[Natural-language object grounding data]
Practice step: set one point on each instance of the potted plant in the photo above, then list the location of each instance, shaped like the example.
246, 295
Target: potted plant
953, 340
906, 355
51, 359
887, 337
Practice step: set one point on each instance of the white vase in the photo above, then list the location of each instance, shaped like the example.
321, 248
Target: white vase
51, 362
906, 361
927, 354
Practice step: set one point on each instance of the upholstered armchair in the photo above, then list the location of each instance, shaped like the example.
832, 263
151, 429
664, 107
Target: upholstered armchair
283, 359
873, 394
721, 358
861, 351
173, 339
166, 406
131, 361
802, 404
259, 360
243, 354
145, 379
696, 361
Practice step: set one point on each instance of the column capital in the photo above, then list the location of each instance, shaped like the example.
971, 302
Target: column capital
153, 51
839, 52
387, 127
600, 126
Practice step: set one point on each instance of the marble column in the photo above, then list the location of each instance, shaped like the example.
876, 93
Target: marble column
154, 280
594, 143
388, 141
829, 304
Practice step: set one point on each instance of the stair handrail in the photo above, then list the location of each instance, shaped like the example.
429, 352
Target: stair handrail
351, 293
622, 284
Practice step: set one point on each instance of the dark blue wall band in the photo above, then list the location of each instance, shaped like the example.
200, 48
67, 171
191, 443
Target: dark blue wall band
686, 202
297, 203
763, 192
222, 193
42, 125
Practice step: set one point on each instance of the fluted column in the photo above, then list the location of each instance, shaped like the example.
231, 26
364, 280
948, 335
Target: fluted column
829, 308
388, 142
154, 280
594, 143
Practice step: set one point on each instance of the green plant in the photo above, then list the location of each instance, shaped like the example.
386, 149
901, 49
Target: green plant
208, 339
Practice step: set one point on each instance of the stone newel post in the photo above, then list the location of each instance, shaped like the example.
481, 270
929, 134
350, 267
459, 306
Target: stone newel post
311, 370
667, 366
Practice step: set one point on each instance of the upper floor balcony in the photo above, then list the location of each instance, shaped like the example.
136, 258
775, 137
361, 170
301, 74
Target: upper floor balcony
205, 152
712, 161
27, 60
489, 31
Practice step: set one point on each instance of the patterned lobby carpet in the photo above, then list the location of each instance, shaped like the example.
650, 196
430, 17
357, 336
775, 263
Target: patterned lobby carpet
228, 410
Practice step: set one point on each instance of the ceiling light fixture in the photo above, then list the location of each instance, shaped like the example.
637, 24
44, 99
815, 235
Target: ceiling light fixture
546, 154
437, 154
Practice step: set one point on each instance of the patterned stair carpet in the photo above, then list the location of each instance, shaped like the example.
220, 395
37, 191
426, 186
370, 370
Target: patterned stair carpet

▶ [TASK GOAL]:
Please print the data above exactly as it appears.

▶ [ANSWER SPACE]:
Practice step: set one point on each instance of the potted plant in the photo above, then list the location of each instance, shaped like the example.
246, 295
Target: potted plant
953, 340
906, 355
51, 359
887, 337
Practice step: set one point on each instance of the white vase in the photo above, then list the location of each instance, shaped like the example.
321, 248
Target: white vase
51, 362
906, 361
927, 354
Practice step: set one point on each instance of the upholstered armchair in the photo above, then list the location of each instance, shaped like the example.
832, 263
151, 429
664, 107
Target: upholstered armchair
283, 359
873, 394
721, 358
861, 351
173, 339
166, 406
131, 361
802, 404
259, 360
243, 354
145, 379
696, 361
Practice step: set one point on each instance of the column capital in the photo above, then list the location of each instance, shaped like the example.
971, 302
Target: column capital
153, 51
839, 52
387, 127
600, 126
Practice step: set one point on each instance of the marble column in the photo above, then list the location of each instance, shaped like the example.
876, 93
Target: marble column
154, 280
594, 143
388, 141
829, 304
Practice step: set one point on each instance of the stair handrail in the photo above, then list the location of each instance, shaped like the example.
429, 352
Target: stair handrail
351, 293
622, 284
Practice step: set one point on each instance of the dark blue wall band in the photo above, then list the location of each instance, shaped like the example.
200, 48
67, 171
191, 443
Target: dark blue wall band
686, 202
297, 203
763, 192
222, 193
42, 125
Practice step: set one point on each instance of the fluted column in the photo above, then list the location of each instance, shaped like the example.
231, 26
364, 280
948, 335
Target: fluted column
829, 308
388, 142
154, 280
594, 143
Practice step: set one point on each instance of the green plant in the photo above, then list the location of each instance, shaped like the example.
386, 149
901, 49
Target: green plant
208, 339
Practice step: set one point on each instance of the stone newel post in the photo above, then list the location of each instance, shaped like the example.
481, 270
929, 134
350, 267
459, 306
Target: stone newel post
311, 370
667, 366
Practice step: set one point on each instance of the upper floor balcony in the photo above, then list the location of each instance, shaped like the example.
136, 258
775, 137
361, 170
301, 74
Target: upper floor balcony
205, 152
712, 161
27, 60
489, 31
Practice step: set one point on each instance of the patterned lobby carpet in the photo above, then list the location of each instance, shaped like the example.
650, 196
430, 17
357, 336
775, 263
Target: patterned lobby carpet
228, 410
Practice step: set one point on each instance of the ceiling light fixture in the photo above, then list the location of each instance, shaped like the example.
637, 24
44, 99
815, 235
Target: ceiling light fixture
546, 154
437, 154
Practice step: set one point on each instance of the patterned stair carpet in the photo above, then list the location of each instance, shaped like the example.
220, 395
37, 191
426, 186
370, 370
Target: patterned stair carpet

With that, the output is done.